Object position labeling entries
◆ ◆ ◆ ◆ ◆ ◆ ◆
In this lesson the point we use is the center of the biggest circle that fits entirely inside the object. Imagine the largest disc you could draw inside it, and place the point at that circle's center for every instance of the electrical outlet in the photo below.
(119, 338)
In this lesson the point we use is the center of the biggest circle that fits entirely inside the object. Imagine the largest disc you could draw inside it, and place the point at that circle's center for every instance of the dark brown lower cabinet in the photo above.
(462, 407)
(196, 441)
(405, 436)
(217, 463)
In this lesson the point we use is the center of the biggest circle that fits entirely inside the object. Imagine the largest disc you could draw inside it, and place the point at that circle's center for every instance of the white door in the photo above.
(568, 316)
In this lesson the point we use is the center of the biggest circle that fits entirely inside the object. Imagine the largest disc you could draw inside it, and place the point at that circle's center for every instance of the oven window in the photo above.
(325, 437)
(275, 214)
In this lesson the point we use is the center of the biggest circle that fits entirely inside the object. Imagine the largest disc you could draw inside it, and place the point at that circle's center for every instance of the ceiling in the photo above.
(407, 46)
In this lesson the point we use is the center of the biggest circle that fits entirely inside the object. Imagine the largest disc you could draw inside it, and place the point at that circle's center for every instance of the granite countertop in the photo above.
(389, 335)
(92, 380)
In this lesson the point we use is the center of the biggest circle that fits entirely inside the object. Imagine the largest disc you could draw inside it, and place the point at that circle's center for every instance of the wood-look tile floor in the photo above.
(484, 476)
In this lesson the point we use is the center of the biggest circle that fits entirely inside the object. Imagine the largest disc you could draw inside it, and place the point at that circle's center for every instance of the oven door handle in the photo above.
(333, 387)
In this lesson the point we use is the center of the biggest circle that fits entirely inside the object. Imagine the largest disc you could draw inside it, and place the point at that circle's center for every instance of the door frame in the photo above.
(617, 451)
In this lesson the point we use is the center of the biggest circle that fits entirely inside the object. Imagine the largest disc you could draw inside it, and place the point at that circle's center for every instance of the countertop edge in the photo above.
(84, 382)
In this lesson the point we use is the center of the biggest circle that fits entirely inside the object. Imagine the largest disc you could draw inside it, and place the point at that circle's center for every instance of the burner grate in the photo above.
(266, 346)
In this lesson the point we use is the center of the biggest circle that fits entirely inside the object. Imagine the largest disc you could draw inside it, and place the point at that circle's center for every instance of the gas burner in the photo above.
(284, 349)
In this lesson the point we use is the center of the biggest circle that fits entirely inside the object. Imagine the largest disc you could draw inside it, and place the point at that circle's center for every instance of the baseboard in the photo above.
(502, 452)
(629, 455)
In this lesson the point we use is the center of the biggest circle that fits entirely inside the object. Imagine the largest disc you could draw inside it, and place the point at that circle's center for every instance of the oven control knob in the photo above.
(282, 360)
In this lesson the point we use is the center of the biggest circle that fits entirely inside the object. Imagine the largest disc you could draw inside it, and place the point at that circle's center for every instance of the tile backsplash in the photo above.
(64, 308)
◆ ◆ ◆ ◆ ◆ ◆ ◆
Task directions | Write out the lines above from the one containing "handle in the photo above." through the last, exactly as they are.

Output below |
In this lesson the point we use is the center of the biggest circle that fits entirely inside the object. Imagine the largest disc you could draw inside it, and place the point at that circle's center for every instance of the oven door handle in the photo above.
(333, 387)
In this lesson the point we use is the center of the biggest circle that fits entirely inside the object. Imagine the largest disc you could draw inside it, and place the point at that circle's center for every instance of the door frame in the photo above.
(617, 451)
In this lesson the point we use is the center of the biggest circle that fits entirely inside the object. Imagine the largest disc you could draw inside it, and place the point at that circle's center for every instance of the countertop edge in the photo above.
(84, 382)
In this lesson the point we use is the center of the biggest circle that fits entirely inside the object. Imagine the largest disc you could draw inside it, and place the point at that circle's center for every instance of the burner grate in the photo above.
(266, 346)
In this lesson the point we use is the center of the biggest circle that fits entirely inside the object. Imagine the largest disc you could draw inside it, and place the point at that circle's center for every instance of the gas burner in the photo above.
(284, 349)
In this lesson the point we use is the center of the biggest circle that fits entirely inside the object. Imagine the largest disc you could draw inside it, and place the point at that circle's center for every instance of the baseboard in the photo above.
(502, 452)
(629, 455)
In this lesson the point we use is the center of the biggest circle that fits entirely inside the object. Imagine the largest disc you could draw inside it, and place the point at that circle's center for every instance of the oven control knob in the photo above.
(282, 360)
In this lesson the point we use is the center of the biggest circle that fits entirely inside the object. Imagine the largest disc you could draw inside it, and place the point at that circle's center for every instance of the tile backsplash in the photo above.
(64, 308)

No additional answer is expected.